_REQUIREMENTS_
Rewrite the items below with "outline" changed to "boundary" wherever it occurs, keeping every other character the same.

--- BEGIN INPUT FOR THIS TASK ---

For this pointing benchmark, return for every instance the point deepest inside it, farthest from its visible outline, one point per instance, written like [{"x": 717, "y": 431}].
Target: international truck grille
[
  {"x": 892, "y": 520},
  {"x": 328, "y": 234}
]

--- END INPUT FOR THIS TASK ---

_REPLY TO THE EXERCISE_
For this pointing benchmark, return for every instance the point deepest inside it, farthest from its visible boundary, one point per instance, written like [{"x": 717, "y": 431}].
Target: international truck grille
[
  {"x": 892, "y": 520},
  {"x": 328, "y": 234}
]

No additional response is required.